Your task
Please set down all the lines beneath this one exactly, without the pictures.

Point-based annotation data:
— start —

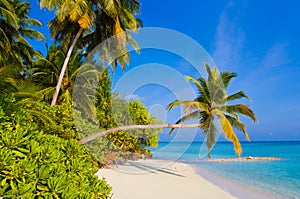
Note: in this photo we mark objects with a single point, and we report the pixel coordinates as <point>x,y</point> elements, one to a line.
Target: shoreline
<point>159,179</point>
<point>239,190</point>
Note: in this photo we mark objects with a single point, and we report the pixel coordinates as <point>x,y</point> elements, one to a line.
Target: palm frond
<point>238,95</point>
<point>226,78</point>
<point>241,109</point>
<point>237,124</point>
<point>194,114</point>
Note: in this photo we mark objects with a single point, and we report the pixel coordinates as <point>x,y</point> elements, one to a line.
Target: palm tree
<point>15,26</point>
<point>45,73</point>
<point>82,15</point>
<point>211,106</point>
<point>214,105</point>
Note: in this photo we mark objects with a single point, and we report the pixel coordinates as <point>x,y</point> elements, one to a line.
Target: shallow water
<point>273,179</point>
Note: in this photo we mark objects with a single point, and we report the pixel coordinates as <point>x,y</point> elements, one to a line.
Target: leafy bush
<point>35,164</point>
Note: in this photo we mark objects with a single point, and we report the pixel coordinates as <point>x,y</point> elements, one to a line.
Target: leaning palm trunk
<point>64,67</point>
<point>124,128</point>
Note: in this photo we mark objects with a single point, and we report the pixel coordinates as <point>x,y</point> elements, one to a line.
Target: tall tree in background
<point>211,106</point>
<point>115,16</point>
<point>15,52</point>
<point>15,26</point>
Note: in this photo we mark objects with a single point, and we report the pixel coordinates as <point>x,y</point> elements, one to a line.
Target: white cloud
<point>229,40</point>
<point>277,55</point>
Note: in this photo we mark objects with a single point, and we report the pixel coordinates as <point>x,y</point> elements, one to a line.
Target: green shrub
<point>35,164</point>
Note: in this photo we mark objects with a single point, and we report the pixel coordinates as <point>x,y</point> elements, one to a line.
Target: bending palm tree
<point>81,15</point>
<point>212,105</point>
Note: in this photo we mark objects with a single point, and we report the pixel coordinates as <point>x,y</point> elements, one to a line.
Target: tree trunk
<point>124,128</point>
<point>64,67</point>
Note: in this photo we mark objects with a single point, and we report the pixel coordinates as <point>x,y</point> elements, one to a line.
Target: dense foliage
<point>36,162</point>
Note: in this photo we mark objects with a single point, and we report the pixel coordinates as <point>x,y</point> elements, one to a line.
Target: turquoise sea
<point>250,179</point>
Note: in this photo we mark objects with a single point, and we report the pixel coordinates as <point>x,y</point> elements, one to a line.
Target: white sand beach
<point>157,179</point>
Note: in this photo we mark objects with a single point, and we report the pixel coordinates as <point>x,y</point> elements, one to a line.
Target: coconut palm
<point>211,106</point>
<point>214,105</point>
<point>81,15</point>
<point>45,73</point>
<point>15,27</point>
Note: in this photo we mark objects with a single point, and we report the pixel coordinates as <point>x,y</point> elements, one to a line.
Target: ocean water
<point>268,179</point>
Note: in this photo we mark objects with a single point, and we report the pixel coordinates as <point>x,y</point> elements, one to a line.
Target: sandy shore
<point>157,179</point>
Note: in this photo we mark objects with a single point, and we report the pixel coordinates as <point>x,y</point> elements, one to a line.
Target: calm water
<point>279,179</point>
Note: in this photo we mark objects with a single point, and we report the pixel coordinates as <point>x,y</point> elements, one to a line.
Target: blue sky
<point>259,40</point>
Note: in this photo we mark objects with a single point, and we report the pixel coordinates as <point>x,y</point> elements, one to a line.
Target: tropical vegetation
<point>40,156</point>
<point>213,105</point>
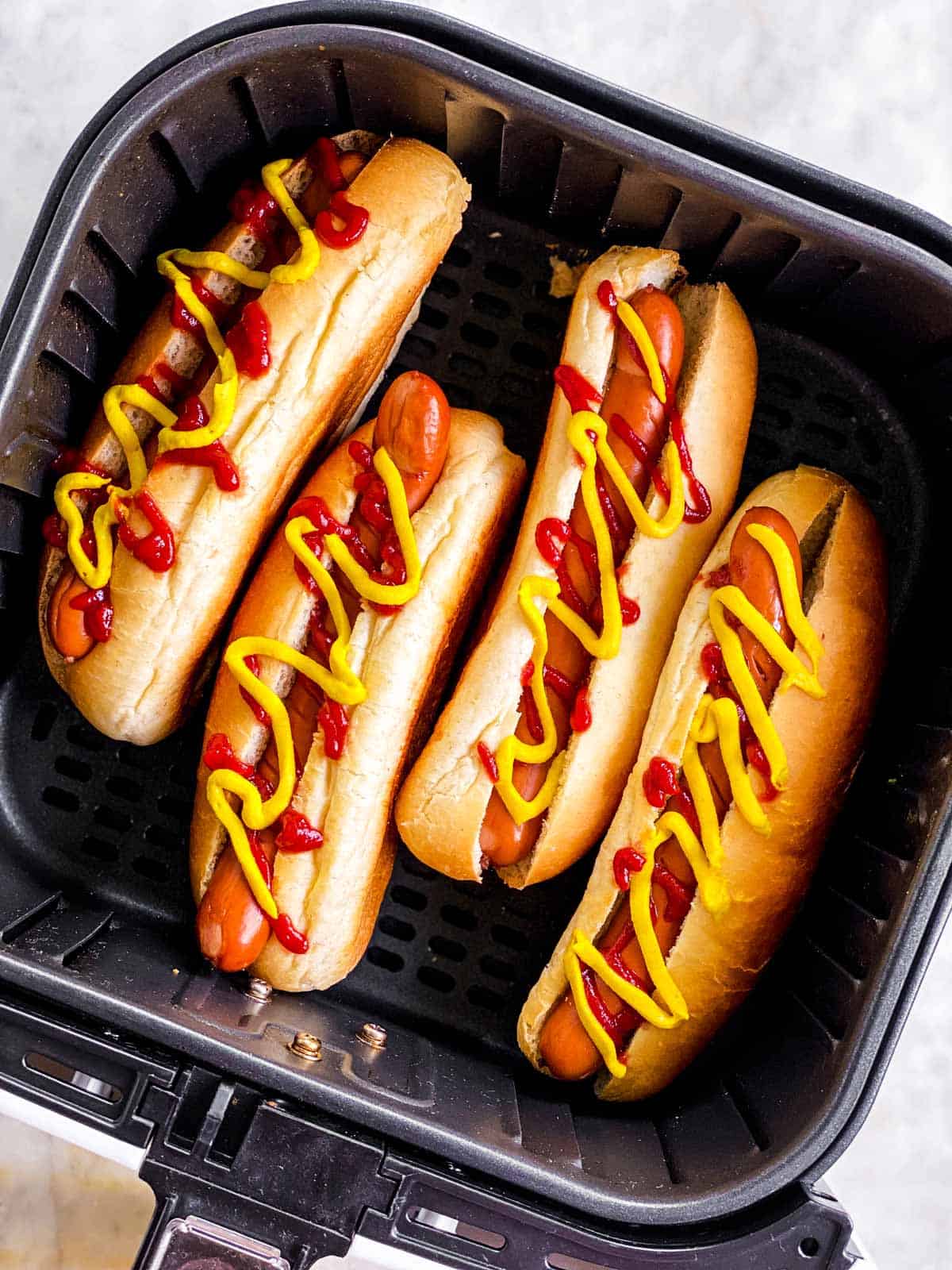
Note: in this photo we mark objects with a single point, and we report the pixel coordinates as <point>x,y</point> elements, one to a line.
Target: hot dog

— end —

Reply to the task
Note: in this photo we mark objects with a single point, and we report the pixel coordinates as <point>x,y</point> elements, one to a line.
Target: shoreline
<point>159,179</point>
<point>239,190</point>
Note: in this photo we mark objects with a single point, and we report the pixel coordinates as <point>x,y</point> elements, one to a line.
Target: palm frond
<point>238,95</point>
<point>226,78</point>
<point>241,109</point>
<point>237,124</point>
<point>194,114</point>
Note: in this photo we mark objects with a single point, and we report the pixel coordinates as <point>x,y</point> elements, one to a line.
Target: palm tree
<point>15,26</point>
<point>45,73</point>
<point>82,15</point>
<point>211,106</point>
<point>214,105</point>
Note: in this photo we mark objects with a single point, and we report the pixel coordinates as <point>x,y</point> elements, one to a line.
Target: shallow water
<point>273,179</point>
Note: in this photo we mark objects with a single point, and we report the pixel coordinates as <point>x,y</point> elements, one to a line.
Target: leafy bush
<point>35,164</point>
Note: in this photo we mark objects with a single point, and we report the pixel coordinates as <point>x,y</point> elements, one to a line.
Target: leaning palm trunk
<point>64,67</point>
<point>124,128</point>
Note: in this photo we mark objects with a single point, and we report the pixel coordinates as <point>x,y</point> elements, one to a line.
Target: tall tree in background
<point>211,106</point>
<point>115,16</point>
<point>15,52</point>
<point>15,26</point>
Note: in this photo we mark objects with a single point, and we report the pixel coordinates as <point>x,y</point> elements, one to a line.
Target: white cloud
<point>229,40</point>
<point>277,55</point>
Note: in this photo we mark objects with a single point, and we report the pixel coordinates as <point>x,y</point> elements, one to a line.
Target: green shrub
<point>35,164</point>
Note: in this photo we mark objects with a single point, and we report the pixel coordinates as <point>x,y</point> elements, one to a line.
Target: bending palm tree
<point>81,15</point>
<point>212,105</point>
Note: in this photo we mark objects with a single point, and we report the pixel coordinates as <point>x,y</point> elements, one to a line.
Target: tree trunk
<point>124,128</point>
<point>64,67</point>
Note: in this photo we mark objects with a single point, and we report the pixel coordinates as <point>x,y</point> elements, one to a line.
Target: dense foliage
<point>36,162</point>
Note: in this photo we mark objects with a single point, and we report the pixel coordinates as <point>x,y</point> elements, one to a line.
Target: turquoise sea
<point>250,179</point>
Note: in this photo we mark objects with a single point, and we report the pixel coordinates as <point>x,y</point> elements, one to a line.
Target: white sand beach
<point>157,179</point>
Note: in this photo we mark objects with a single point, and we report the pixel coordinates as <point>x,y</point> elements, one to a line.
Target: coconut palm
<point>211,106</point>
<point>214,105</point>
<point>81,15</point>
<point>45,73</point>
<point>15,27</point>
Note: in this photo we mark objects with a single point, and we report the pixel coordinates as <point>x,y</point> elements, one to a line.
Target: ocean water
<point>268,179</point>
Note: in this photo we mark objects with a single point, and we report the pixel coordinates as <point>x,y</point> elements, one to a line.
Target: sandy shore
<point>157,179</point>
Note: in this photo we mark objects with a single point, and we report the pixel coordinates as <point>x,y</point> elements, one to a line.
Target: calm water
<point>279,179</point>
Note: in this photo we mark objects with a single point, and we report the pixel coordinates as <point>x,y</point> elements, one to a line.
Target: blue sky
<point>259,40</point>
Note: in this photo we mark objects with a single point, and we report the pixel coordinates as <point>x,y</point> elements, one to a line.
Target: tropical vegetation
<point>40,156</point>
<point>213,105</point>
Note: in this photo we mark objects with a single point, and we report the pixel coordinates as <point>x,y</point> elements, one to a line.
Target: hot dog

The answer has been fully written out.